*** Selected text Section Begins ***

Calibration. Does the agent accurately convey its confidence? Gemini 3 Pro scored just 52% on calibration — essentially a coin flip on whether the agent knows it might be wrong.

Safety. When the agent fails, how bad is it? Gemini 3 Pro scored 25% on catastrophic failure avoidance. One in four failures was severe.

The Improvement Rate Problem

The most alarming finding isn’t any single score. It’s the trajectory.

On a general agentic benchmark, reliability improved at half the rate of accuracy across successive model releases. On a customer service benchmark, it was one-seventh.

This means the industry’s rapid accuracy gains are masking a reliability plateau. Each new model release gets better at the average case while barely improving worst-case behavior. For production deployments, the worst case is what matters.

What Fortune’s Eye on AI Found in Practice

The research aligns with real-world experience. Fortune’s Jeremy Kahn reports that Perplexity’s Computer agent — using Claude Sonnet 4.6 as its reasoning engine — successfully booked a recycling center appointment but failed completely on flight research, burning 45 minutes of tokens with nothing to show.

At an Anthropic demo event in London, Claude Cowork struggled with basic Excel data sorting before effortlessly creating a complex budget forecasting model. Claude Code built a visually polished business strategy game whose underlying logic was nonsensical.

This is the signature pattern of unreliable agents: they succeed impressively on some tasks and fail spectacularly on superficially similar ones, with no way to predict which outcome you’ll get.

The Compounding Problem

The math gets worse as workflows grow. Each step in an agentic workflow multiplies the failure probability:

StepsPer-Step ReliabilityWorkflow Success Rate
290%81%
590%59%
1090%35%
2090%12%

At 10 steps and 90% per-step reliability, your workflow fails nearly two-thirds of the time. The only way out is pushing per-step reliability toward 99%+ — which, based on current improvement rates, is years away for complex tasks.

*** Selected text Section Ends ***

According to the text on agent reliability, what percentage did Gemini 3 Pro score on calibration?

*** Recorded information Section Begins ***

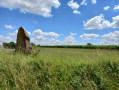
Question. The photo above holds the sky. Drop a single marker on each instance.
(61, 22)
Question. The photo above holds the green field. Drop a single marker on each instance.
(60, 69)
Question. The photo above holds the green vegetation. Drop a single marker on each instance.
(88, 46)
(60, 68)
(9, 45)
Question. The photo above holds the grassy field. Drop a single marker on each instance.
(60, 69)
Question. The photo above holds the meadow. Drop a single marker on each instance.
(60, 69)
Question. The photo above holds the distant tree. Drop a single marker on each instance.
(89, 44)
(38, 45)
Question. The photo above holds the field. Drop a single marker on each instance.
(60, 68)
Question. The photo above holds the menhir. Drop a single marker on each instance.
(23, 41)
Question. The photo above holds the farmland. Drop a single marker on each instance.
(60, 68)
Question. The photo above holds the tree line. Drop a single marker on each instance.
(12, 45)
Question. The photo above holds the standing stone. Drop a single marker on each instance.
(23, 41)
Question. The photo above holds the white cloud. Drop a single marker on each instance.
(38, 40)
(93, 1)
(14, 34)
(5, 39)
(39, 32)
(84, 2)
(76, 12)
(94, 23)
(111, 38)
(39, 7)
(73, 5)
(116, 7)
(69, 40)
(9, 27)
(54, 42)
(98, 22)
(115, 23)
(73, 34)
(89, 36)
(106, 8)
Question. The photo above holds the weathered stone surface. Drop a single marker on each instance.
(23, 41)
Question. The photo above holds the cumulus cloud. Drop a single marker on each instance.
(93, 1)
(73, 34)
(95, 23)
(54, 42)
(116, 7)
(14, 34)
(115, 23)
(89, 36)
(98, 22)
(76, 12)
(39, 7)
(38, 40)
(9, 27)
(84, 2)
(73, 5)
(39, 32)
(69, 40)
(106, 8)
(5, 39)
(111, 38)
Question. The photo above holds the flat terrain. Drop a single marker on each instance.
(60, 68)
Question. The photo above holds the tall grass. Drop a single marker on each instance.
(116, 47)
(55, 68)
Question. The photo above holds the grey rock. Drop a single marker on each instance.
(23, 41)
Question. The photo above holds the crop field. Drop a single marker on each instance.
(60, 69)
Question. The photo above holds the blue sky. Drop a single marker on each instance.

*** Recorded information Section Ends ***

▸ **Reply to the exercise**:
52%